The two Genes subplot does come across as a bit of a self-indulgence for Barry. It is as if Barry felt having another actor play two separate roles in one episode may upstage him, and insisted that two separate roles be written for him as well. Exposure to the Barry back catalogue tends to indicate that he had quite the fondness for dual roles. One of the later episodes of Burke’s Law had seen him play both Amos Burke and Burke’s Irish uncle, with as much of an overblown accent as you can imagine “top o’ the morning to ya Amos, ya sure got the luck o’ the Oiresh”, which seems to have planted the seed for this tale of two Genes.





Double Exposure does have quite a bit going for it though, there is a terrific car chase that sees Gene and Donald Houston burning rubber through the streets of Amsterdam, no doubt appeasing the Chevrolet sponsors in the process. It is hard to believe that this sequence was staged by the same director who gave us the sorry sight that was the fight scene in episode 2, which was car crash television of an altogether different variety. After years of only being able to evoke overseas settings by stock footage, The Adventurer finally sees the ITC crew get to travel to actual locations as well. This episode positively screams out “by jingo, we really did shoot this one in Amsterdam chaps, and to prove it, canals and windmills pop up in every other scene”.

Double Exposure also has the Ingrid Pitt factor on its side too. Pitt enjoys the rare distinction of being one of the few actresses with a ‘sex symbol’ reputation who didn’t get cast in The Adventurer as Gene’s love interest. Instead, she gets to sink her teeth into a femme fatale role, with Donald Houston’s wimpy, nervous wreck of a character only emphasising Pitt’s cold villainy. Of course, height could have been a factor in why there is no romantic interaction between Pitt and Barry. Pitt was only 5’5’’ which is shorter than the 5’7’’ of Hungarian giantess that is Catherine Schell. However the fact that in the three scenes they have together, Pitt is seated in two of them and in their last scene, the big confrontation between Gene and Hummingbird, neither are seen in the same shot, tends to suggest Pitt had fallen foul of Gene’s phobia of acting alongside tall women.

-=-=-=-=-

What you should do – Rewrite the episode review starting with "The two Genes" and going on through "of two Genes.", changing "dual roles" to "double roles".

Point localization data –
-=-=-=-=-

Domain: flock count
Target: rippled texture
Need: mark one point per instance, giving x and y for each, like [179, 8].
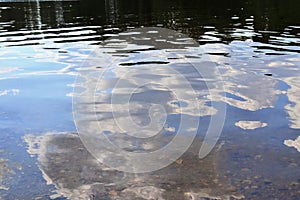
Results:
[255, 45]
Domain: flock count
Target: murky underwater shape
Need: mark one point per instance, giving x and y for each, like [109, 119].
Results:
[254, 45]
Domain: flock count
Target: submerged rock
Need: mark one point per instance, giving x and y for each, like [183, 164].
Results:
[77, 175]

-=-=-=-=-

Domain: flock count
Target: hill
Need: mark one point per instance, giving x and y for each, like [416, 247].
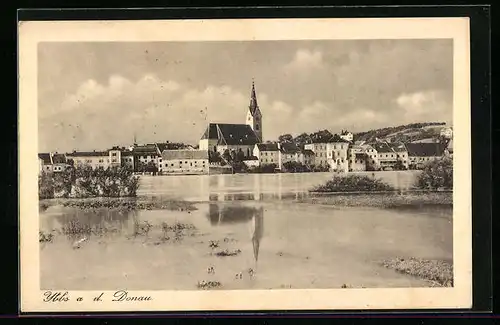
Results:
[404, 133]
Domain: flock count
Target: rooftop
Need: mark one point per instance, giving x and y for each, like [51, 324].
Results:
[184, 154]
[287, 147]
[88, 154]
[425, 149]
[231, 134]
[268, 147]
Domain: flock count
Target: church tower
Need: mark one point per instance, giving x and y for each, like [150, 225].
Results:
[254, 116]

-=-=-=-=-

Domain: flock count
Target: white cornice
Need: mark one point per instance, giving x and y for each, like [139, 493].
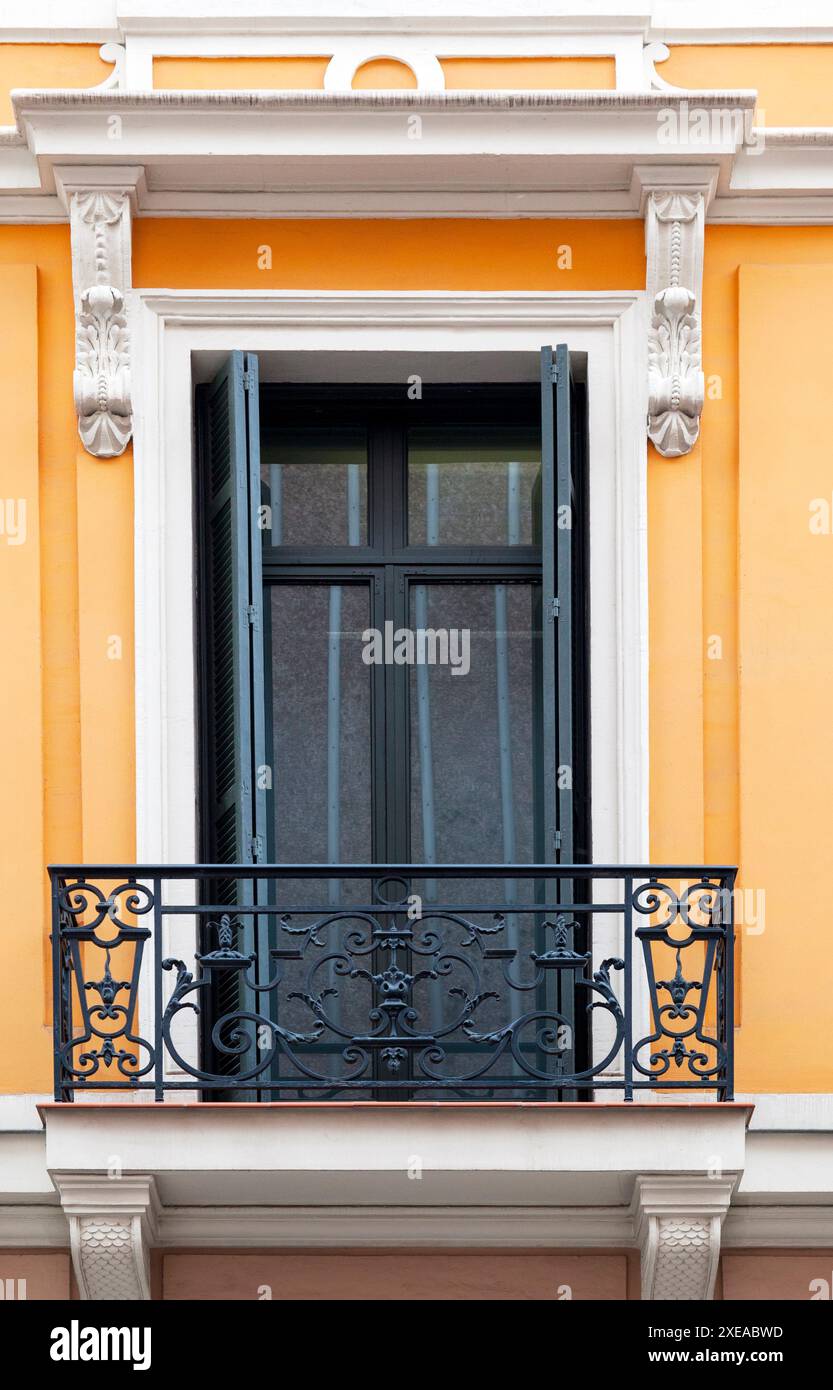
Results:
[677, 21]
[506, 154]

-=-=-=-=-

Response –
The two Genes subplot does come across as a bit of a self-indulgence for Barry. It is as if Barry felt having another actor play two separate roles in one episode may upstage him, and insisted that two separate roles be written for him as well. Exposure to the Barry back catalogue tends to indicate that he had quite the fondness for double roles. One of the later episodes of Burke’s Law had seen him play both Amos Burke and Burke’s Irish uncle, with as much of an overblown accent as you can imagine “top o’ the morning to ya Amos, ya sure got the luck o’ the Oiresh”, which seems to have planted the seed for this tale of two Genes.